• Job:
From the records below, extract every line that contains the string "microphone", and copy each such line in full.
====== Information supplied ======
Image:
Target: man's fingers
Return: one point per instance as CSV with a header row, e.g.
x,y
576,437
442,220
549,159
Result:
======
====== Information supplied ======
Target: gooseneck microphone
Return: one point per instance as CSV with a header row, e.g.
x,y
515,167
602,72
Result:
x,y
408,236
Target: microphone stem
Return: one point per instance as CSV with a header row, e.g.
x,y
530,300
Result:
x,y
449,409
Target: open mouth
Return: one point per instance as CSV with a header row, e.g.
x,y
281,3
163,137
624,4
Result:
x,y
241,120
======
• Solution:
Target: gooseneck microphone
Target: microphone stem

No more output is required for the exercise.